--- start of RECORDS PROVIDED ---

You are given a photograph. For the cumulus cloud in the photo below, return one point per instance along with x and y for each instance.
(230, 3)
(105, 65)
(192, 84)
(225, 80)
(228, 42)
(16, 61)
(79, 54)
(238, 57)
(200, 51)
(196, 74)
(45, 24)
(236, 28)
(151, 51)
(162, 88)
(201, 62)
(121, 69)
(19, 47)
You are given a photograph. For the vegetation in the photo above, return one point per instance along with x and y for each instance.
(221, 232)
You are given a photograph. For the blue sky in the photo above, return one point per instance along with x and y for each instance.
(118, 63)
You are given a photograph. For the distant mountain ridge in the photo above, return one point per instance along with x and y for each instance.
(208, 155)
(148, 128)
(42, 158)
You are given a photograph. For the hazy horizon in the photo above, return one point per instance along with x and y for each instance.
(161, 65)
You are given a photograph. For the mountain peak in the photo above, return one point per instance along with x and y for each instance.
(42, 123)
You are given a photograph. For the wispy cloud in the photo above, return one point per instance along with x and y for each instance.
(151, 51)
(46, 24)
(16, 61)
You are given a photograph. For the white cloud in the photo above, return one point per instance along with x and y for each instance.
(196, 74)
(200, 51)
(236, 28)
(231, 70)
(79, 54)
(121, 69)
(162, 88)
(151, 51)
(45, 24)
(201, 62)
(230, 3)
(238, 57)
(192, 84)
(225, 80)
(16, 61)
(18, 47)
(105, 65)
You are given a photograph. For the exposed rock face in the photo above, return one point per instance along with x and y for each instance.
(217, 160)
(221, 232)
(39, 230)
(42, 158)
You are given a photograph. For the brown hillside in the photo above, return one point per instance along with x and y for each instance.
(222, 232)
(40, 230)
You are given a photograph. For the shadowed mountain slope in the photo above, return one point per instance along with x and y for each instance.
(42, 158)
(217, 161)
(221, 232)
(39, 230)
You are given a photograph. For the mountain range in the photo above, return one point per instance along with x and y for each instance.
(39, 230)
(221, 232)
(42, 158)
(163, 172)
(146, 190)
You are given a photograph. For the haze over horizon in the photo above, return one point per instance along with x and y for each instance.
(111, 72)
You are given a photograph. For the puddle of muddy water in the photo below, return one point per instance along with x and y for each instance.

--- end of RECORDS PROVIDED ---

WHAT YOU SHOULD DO: Convert every line of the records above into a Markdown table with the columns Row and Text. Number the rows in order, and omit any blank lines.

SOLUTION FOR THIS TASK:
| Row | Text |
|---|---|
| 1 | You are given a photograph. For the cumulus cloud in the photo below, return one point per instance along with x and y for each instance. |
| 2 | (230, 3) |
| 3 | (105, 65) |
| 4 | (192, 84) |
| 5 | (225, 80) |
| 6 | (228, 42) |
| 7 | (16, 61) |
| 8 | (79, 54) |
| 9 | (238, 57) |
| 10 | (200, 51) |
| 11 | (196, 74) |
| 12 | (45, 24) |
| 13 | (236, 28) |
| 14 | (151, 51) |
| 15 | (162, 88) |
| 16 | (201, 62) |
| 17 | (121, 69) |
| 18 | (19, 47) |
| 19 | You are given a photograph. For the vegetation in the photo above, return one point per instance along with x and y for each instance. |
| 20 | (221, 232) |
| 21 | You are given a photograph. For the blue sky in the photo above, return one point per instance along with x and y for each instance. |
| 22 | (118, 63) |
| 23 | You are given a photograph. For the distant mountain ridge in the photo above, return one point per instance along with x and y for each instance. |
| 24 | (208, 155) |
| 25 | (148, 128) |
| 26 | (42, 158) |
| 27 | You are given a photograph. For the hazy horizon in the photo above, return one point per instance along with x and y for each instance. |
| 28 | (161, 65) |
| 29 | You are given a photograph. For the mountain peak in the photo above, return one point per instance along with x and y for each instance. |
| 30 | (42, 123) |
| 31 | You are given a photograph. For the wispy cloud in the photo above, return one point per instance along with x and y for each instance. |
| 32 | (151, 51) |
| 33 | (46, 24) |
| 34 | (16, 61) |
| 35 | You are given a photograph. For the white cloud in the photo above, return one point per instance along with x and y for each instance. |
| 36 | (196, 74) |
| 37 | (200, 51) |
| 38 | (236, 28) |
| 39 | (231, 70) |
| 40 | (79, 54) |
| 41 | (121, 69) |
| 42 | (162, 88) |
| 43 | (151, 51) |
| 44 | (45, 24) |
| 45 | (201, 62) |
| 46 | (230, 3) |
| 47 | (238, 57) |
| 48 | (192, 84) |
| 49 | (225, 80) |
| 50 | (16, 61) |
| 51 | (18, 47) |
| 52 | (105, 65) |
| 53 | You are given a photograph. For the exposed rock face in the photo above, return one point per instance along with x and y for each instance. |
| 54 | (217, 160) |
| 55 | (221, 232) |
| 56 | (39, 230) |
| 57 | (42, 158) |
| 58 | You are given a photograph. For the brown hillside in the photo above, return one point per instance along with x and y for each instance. |
| 59 | (222, 232) |
| 60 | (40, 230) |
| 61 | You are given a photograph. For the shadowed mountain slope in the photo above, return one point per instance along with x and y for each instance. |
| 62 | (42, 158) |
| 63 | (217, 161) |
| 64 | (221, 232) |
| 65 | (39, 230) |
| 66 | You are given a photograph. For the mountain range in the photo above, return one point per instance along with x and y for each instance. |
| 67 | (39, 230) |
| 68 | (221, 232) |
| 69 | (42, 158) |
| 70 | (163, 172) |
| 71 | (146, 190) |
| 72 | You are given a photograph. For the haze over horizon in the photo above, return one point per instance along with x and y for each instance. |
| 73 | (111, 72) |
| 74 | You are given a photograph. For the puddle of muddy water in the photo below, return one point per instance along with x and y for each instance. |